↓↓↓
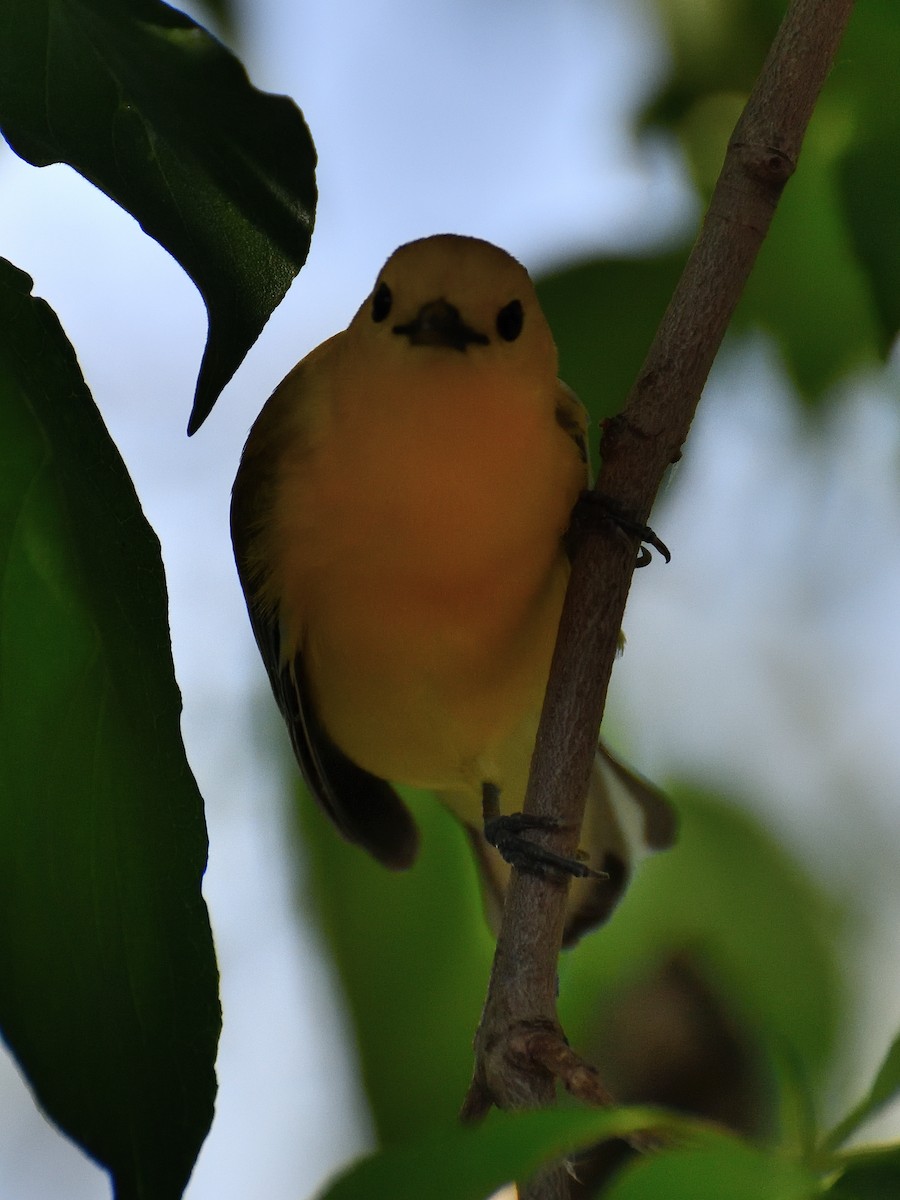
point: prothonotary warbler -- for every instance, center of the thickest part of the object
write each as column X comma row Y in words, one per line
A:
column 399, row 522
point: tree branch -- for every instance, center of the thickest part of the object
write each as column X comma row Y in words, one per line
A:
column 637, row 447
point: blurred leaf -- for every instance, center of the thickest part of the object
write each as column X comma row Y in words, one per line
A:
column 808, row 288
column 715, row 46
column 828, row 277
column 885, row 1089
column 155, row 112
column 108, row 990
column 729, row 1170
column 870, row 190
column 413, row 951
column 870, row 1175
column 604, row 316
column 732, row 899
column 457, row 1163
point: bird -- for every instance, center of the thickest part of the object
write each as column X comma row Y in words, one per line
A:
column 399, row 521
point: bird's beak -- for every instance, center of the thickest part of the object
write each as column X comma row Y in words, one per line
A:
column 438, row 323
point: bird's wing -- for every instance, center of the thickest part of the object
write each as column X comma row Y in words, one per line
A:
column 366, row 809
column 573, row 417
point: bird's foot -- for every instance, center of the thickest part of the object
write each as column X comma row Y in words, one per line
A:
column 592, row 509
column 508, row 835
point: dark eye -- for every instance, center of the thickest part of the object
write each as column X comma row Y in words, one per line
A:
column 509, row 321
column 382, row 301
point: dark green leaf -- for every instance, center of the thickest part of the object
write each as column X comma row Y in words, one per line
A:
column 727, row 1170
column 155, row 112
column 714, row 47
column 413, row 951
column 454, row 1163
column 870, row 1175
column 870, row 191
column 723, row 897
column 108, row 989
column 885, row 1089
column 808, row 288
column 604, row 316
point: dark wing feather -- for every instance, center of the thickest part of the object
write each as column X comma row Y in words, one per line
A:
↑↑↑
Description of the task
In the answer, return exactly the lines from the line containing "point: bird -- for" to the end of the records above, and no others.

Your response
point: bird -- for every instance, center of the thickest part of the object
write each as column X comma row Y in words, one per line
A:
column 399, row 521
point: bird's beak -- for every instance, center of the thickest part of the object
write each as column X comma row Y in words, one per line
A:
column 438, row 323
point: bird's wing -- for every instance, center of the thickest part of the object
write each as column X comma row Y in words, one per line
A:
column 366, row 809
column 573, row 417
point: bird's foot -- for every instance, center of the thickest part of the object
write each as column X comma row Y in words, one per line
A:
column 592, row 509
column 508, row 835
point: dark eye -- for every instance, center of the thickest part of the object
write each as column X comma row Y in words, one per line
A:
column 509, row 321
column 382, row 301
point: dark green leaf -- for every instance, center of the thickest part of the object
write each as column X comma row Y in words, one per line
A:
column 727, row 1170
column 155, row 112
column 714, row 47
column 413, row 951
column 454, row 1163
column 870, row 1175
column 870, row 191
column 723, row 897
column 108, row 989
column 885, row 1089
column 808, row 288
column 604, row 316
point: dark wing feather -- for every instance, center of the thickest part of the object
write each as column X comma row Y in words, one per line
A:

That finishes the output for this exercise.